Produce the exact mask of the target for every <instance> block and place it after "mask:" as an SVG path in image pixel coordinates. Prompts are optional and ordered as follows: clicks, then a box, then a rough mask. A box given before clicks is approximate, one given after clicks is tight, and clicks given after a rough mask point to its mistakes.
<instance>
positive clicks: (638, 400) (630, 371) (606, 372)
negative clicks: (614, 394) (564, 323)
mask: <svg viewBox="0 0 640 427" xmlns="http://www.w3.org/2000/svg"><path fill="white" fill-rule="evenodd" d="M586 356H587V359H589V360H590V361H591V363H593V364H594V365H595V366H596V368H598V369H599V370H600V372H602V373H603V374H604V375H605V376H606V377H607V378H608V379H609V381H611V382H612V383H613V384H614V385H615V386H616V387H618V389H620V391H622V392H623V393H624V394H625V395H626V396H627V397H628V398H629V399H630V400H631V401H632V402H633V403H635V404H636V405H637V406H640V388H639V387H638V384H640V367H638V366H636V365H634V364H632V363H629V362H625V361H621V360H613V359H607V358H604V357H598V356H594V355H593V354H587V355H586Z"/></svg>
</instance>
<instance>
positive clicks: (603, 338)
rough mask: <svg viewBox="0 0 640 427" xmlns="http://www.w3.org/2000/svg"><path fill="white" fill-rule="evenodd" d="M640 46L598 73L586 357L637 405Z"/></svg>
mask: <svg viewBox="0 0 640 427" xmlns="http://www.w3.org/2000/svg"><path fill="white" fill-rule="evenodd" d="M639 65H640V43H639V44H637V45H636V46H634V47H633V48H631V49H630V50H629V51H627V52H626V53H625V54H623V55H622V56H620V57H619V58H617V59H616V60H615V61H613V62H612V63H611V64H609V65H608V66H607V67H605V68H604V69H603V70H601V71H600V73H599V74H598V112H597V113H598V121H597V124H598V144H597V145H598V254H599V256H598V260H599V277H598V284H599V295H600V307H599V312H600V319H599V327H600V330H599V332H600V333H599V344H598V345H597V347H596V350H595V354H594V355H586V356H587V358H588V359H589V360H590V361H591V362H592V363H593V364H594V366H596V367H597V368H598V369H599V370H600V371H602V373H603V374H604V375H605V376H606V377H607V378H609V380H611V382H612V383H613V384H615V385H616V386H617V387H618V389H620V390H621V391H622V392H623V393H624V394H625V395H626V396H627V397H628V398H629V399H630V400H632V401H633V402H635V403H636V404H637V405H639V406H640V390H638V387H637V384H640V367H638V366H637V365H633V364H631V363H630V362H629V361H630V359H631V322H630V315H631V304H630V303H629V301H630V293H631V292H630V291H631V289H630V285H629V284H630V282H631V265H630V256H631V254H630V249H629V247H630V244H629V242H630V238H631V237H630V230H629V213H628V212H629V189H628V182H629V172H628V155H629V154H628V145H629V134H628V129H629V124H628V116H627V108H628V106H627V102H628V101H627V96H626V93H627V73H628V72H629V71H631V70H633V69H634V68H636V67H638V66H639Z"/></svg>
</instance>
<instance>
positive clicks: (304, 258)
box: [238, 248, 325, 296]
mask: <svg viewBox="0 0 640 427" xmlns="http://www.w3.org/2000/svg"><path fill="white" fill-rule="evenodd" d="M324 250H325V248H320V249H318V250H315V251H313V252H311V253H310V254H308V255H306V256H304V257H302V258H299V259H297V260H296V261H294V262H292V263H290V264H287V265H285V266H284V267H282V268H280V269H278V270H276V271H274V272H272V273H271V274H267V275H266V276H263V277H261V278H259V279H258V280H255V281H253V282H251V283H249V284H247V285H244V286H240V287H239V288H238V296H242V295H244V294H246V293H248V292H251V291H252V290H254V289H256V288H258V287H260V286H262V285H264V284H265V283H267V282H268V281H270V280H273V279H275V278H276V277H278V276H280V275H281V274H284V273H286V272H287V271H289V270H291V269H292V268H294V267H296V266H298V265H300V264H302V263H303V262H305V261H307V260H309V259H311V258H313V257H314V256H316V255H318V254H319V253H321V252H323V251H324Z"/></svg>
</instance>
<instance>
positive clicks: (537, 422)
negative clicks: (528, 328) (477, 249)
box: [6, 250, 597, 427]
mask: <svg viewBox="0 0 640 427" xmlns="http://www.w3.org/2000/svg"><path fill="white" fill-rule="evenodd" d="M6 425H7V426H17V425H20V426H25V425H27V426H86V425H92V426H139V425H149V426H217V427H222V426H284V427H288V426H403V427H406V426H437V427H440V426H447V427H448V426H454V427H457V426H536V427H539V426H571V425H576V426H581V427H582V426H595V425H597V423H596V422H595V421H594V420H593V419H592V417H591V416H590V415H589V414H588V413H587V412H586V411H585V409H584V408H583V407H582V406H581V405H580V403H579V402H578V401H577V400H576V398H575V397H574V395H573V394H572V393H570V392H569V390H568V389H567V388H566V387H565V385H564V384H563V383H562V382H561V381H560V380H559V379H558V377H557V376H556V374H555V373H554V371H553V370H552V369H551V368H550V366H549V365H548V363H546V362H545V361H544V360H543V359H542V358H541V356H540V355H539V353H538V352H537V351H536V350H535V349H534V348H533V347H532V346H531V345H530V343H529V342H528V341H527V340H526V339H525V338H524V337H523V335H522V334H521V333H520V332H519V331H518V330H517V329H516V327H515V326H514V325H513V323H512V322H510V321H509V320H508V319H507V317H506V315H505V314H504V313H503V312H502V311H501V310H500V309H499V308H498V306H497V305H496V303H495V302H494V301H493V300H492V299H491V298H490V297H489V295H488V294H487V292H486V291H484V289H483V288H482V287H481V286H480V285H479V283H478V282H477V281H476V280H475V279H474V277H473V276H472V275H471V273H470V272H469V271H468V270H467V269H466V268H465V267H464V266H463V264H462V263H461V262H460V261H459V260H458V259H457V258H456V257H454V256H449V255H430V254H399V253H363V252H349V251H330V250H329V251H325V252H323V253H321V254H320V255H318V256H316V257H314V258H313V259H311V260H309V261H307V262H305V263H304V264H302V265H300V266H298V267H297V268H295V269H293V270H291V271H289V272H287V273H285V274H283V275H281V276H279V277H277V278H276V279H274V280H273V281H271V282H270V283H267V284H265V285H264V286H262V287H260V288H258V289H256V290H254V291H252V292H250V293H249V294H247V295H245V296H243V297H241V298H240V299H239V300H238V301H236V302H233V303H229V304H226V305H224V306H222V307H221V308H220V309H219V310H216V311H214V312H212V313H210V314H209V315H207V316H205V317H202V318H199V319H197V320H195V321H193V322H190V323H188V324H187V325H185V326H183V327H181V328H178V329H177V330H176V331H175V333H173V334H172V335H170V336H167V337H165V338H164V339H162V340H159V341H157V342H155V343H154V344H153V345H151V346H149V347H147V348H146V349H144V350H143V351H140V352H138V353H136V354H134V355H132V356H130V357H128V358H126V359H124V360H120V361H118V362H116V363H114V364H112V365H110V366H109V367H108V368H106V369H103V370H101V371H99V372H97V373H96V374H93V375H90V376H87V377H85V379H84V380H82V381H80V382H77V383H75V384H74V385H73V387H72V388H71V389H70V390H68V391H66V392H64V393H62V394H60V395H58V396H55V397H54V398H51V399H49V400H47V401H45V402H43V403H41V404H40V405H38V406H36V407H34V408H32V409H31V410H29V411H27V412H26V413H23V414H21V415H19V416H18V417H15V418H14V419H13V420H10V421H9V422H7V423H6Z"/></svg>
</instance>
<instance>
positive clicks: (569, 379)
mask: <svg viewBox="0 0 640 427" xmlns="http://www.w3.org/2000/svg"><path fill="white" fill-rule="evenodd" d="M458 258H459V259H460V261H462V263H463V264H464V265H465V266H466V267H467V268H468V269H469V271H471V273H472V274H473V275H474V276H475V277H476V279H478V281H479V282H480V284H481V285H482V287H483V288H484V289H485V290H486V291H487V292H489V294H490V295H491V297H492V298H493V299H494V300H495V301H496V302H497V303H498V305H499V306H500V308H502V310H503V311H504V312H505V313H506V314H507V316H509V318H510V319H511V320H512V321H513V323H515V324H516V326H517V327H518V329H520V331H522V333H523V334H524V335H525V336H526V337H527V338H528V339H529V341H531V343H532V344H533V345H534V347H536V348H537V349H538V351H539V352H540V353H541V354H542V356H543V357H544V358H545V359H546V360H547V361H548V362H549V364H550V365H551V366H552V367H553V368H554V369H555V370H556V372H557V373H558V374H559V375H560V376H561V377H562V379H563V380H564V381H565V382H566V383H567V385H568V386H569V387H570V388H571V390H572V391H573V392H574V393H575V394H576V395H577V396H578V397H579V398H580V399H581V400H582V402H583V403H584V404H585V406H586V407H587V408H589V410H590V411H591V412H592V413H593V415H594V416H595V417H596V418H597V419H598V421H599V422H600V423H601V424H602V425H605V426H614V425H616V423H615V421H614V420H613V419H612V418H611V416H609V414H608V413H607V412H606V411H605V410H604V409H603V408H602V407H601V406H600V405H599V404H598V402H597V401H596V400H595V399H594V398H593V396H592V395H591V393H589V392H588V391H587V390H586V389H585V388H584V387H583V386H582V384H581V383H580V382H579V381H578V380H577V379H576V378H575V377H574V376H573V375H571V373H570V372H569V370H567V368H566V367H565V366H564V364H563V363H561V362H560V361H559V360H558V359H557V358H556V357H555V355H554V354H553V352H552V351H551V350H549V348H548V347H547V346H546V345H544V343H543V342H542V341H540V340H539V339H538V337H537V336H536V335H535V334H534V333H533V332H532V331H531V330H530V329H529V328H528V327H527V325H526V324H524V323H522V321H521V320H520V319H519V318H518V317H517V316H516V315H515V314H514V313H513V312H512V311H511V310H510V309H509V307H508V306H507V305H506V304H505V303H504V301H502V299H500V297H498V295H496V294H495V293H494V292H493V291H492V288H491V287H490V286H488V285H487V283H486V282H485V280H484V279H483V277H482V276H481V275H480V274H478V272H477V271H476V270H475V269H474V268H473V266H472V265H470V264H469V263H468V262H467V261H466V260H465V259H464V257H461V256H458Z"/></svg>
====
◆ TASK DIRECTIONS
Print the material verbatim, from its first line through the line containing "negative clicks: (614, 394) (564, 323)", inclusive.

◆ TASK ANSWER
Produce the exact mask of the target for every <instance> block and place it after "mask:" as an SVG path in image pixel coordinates. Prompts are optional and ordered as follows: clicks, then a box, then a rough mask. A box given before clicks is approximate, one given after clicks is tight, and clicks given after a rough mask point to its mistakes.
<instance>
positive clicks: (638, 400) (630, 371) (606, 372)
negative clicks: (614, 394) (564, 323)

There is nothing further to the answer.